> REQUEST:
Give back, unchanged, each line from the one containing "black coat -> point" through the last line of the entries below.

Extracted data entries
####

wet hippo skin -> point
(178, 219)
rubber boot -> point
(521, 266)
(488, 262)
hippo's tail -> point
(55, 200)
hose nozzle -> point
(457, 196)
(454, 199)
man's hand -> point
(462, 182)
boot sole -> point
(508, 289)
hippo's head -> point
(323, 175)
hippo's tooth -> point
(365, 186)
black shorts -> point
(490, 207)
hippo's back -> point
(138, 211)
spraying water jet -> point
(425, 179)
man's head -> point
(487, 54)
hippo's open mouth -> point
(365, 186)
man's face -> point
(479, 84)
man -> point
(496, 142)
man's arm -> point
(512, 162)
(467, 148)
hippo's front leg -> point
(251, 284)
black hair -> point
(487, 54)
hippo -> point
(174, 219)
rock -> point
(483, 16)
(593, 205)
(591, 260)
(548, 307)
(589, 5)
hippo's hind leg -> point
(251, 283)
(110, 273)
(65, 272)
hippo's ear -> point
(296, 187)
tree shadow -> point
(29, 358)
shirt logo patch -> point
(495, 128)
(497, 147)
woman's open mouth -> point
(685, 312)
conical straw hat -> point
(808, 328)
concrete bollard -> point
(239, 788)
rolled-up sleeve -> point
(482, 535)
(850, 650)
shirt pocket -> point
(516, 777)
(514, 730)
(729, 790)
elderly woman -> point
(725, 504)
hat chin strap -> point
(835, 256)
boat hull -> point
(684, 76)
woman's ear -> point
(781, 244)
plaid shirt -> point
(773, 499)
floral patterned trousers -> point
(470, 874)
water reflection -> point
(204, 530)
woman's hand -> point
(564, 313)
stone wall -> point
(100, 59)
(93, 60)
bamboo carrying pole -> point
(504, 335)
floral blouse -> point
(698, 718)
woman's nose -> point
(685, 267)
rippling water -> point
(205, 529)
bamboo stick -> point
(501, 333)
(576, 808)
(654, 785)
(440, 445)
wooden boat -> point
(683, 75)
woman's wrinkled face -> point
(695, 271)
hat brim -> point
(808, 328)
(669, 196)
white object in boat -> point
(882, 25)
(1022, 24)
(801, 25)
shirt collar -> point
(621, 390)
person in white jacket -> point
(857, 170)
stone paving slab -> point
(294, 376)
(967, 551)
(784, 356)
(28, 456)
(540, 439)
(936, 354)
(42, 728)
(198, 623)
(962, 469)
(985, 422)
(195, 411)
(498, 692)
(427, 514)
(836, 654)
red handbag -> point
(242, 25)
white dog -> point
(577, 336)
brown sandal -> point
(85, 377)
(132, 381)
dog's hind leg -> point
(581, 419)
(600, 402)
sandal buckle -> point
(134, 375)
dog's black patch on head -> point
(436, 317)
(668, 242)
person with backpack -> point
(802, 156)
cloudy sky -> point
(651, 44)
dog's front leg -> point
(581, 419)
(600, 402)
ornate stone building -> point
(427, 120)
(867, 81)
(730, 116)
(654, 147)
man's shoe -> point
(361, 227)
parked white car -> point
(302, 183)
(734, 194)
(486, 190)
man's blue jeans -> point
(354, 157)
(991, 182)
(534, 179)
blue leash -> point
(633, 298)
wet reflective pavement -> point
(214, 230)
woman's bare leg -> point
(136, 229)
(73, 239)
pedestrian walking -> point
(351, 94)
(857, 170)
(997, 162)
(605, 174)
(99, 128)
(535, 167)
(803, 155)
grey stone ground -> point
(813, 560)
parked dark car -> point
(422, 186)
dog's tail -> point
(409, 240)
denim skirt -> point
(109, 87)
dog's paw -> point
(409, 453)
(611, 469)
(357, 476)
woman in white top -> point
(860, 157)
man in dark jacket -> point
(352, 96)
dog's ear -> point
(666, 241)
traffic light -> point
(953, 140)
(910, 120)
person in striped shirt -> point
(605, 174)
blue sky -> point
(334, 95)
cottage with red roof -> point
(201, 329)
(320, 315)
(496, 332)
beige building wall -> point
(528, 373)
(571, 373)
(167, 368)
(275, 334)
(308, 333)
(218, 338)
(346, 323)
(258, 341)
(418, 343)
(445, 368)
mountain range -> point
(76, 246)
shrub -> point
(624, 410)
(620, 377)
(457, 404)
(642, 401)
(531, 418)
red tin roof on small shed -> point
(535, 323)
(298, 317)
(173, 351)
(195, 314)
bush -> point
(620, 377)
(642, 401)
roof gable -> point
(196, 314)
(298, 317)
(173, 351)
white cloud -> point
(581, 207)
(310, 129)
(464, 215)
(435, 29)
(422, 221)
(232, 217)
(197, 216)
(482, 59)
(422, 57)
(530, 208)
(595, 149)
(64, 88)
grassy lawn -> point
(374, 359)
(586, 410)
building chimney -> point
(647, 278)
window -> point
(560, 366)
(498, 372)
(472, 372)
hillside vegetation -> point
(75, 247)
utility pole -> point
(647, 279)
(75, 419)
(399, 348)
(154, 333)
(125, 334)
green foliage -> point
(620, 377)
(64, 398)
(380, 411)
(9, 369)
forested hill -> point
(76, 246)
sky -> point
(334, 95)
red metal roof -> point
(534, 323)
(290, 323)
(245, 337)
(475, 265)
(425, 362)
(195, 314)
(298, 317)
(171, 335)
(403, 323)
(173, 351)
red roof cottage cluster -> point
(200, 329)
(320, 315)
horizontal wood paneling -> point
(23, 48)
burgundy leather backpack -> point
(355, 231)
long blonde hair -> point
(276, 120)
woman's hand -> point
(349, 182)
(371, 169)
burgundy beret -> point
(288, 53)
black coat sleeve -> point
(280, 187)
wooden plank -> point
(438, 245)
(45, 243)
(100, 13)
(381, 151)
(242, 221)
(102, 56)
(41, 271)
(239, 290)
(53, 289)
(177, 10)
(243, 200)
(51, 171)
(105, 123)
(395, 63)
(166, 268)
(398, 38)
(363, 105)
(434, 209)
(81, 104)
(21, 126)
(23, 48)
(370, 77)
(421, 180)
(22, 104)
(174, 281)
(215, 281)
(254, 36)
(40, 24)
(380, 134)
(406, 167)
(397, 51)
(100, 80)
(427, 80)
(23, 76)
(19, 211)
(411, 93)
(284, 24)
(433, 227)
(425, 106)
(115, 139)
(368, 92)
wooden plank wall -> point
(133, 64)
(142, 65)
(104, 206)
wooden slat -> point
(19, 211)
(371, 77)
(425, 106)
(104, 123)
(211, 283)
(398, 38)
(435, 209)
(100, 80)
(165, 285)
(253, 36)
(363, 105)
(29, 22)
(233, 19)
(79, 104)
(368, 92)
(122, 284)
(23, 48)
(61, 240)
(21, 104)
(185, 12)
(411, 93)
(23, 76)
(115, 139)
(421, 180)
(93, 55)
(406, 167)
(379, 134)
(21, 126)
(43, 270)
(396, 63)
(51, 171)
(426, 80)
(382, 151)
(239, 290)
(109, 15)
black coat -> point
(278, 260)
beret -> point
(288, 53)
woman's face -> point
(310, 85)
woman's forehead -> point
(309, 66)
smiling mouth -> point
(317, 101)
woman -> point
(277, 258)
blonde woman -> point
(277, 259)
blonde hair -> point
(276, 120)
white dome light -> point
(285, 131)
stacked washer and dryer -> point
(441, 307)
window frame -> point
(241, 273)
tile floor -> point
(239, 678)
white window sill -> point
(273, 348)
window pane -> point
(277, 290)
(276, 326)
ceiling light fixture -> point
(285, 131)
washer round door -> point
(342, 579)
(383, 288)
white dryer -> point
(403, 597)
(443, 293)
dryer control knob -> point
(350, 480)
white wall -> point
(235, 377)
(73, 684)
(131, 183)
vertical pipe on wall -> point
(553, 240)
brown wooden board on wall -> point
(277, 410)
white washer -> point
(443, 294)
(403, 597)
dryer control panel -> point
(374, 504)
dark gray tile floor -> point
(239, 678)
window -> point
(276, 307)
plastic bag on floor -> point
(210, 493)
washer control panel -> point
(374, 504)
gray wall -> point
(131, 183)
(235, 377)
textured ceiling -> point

####

> FINAL RESULT:
black coat -> point
(278, 260)
beret -> point
(288, 53)
woman's face -> point
(310, 85)
woman's forehead -> point
(309, 66)
smiling mouth -> point
(317, 101)
woman -> point
(277, 258)
blonde woman -> point
(277, 259)
blonde hair -> point
(276, 120)
white dome light -> point
(285, 131)
stacked washer and dryer -> point
(441, 307)
window frame -> point
(241, 273)
tile floor -> point
(239, 678)
white window sill -> point
(273, 348)
window pane -> point
(277, 290)
(276, 326)
ceiling light fixture -> point
(285, 131)
washer round door -> point
(342, 579)
(383, 288)
white dryer -> point
(403, 597)
(443, 293)
dryer control knob -> point
(350, 480)
white wall -> point
(235, 377)
(73, 684)
(131, 183)
vertical pipe on wall -> point
(553, 240)
brown wooden board on wall -> point
(277, 410)
white washer -> point
(443, 294)
(403, 597)
dryer control panel -> point
(374, 504)
dark gray tile floor -> point
(239, 678)
window -> point
(276, 307)
plastic bag on floor -> point
(210, 493)
washer control panel -> point
(374, 504)
gray wall -> point
(131, 183)
(235, 377)
textured ceiling -> point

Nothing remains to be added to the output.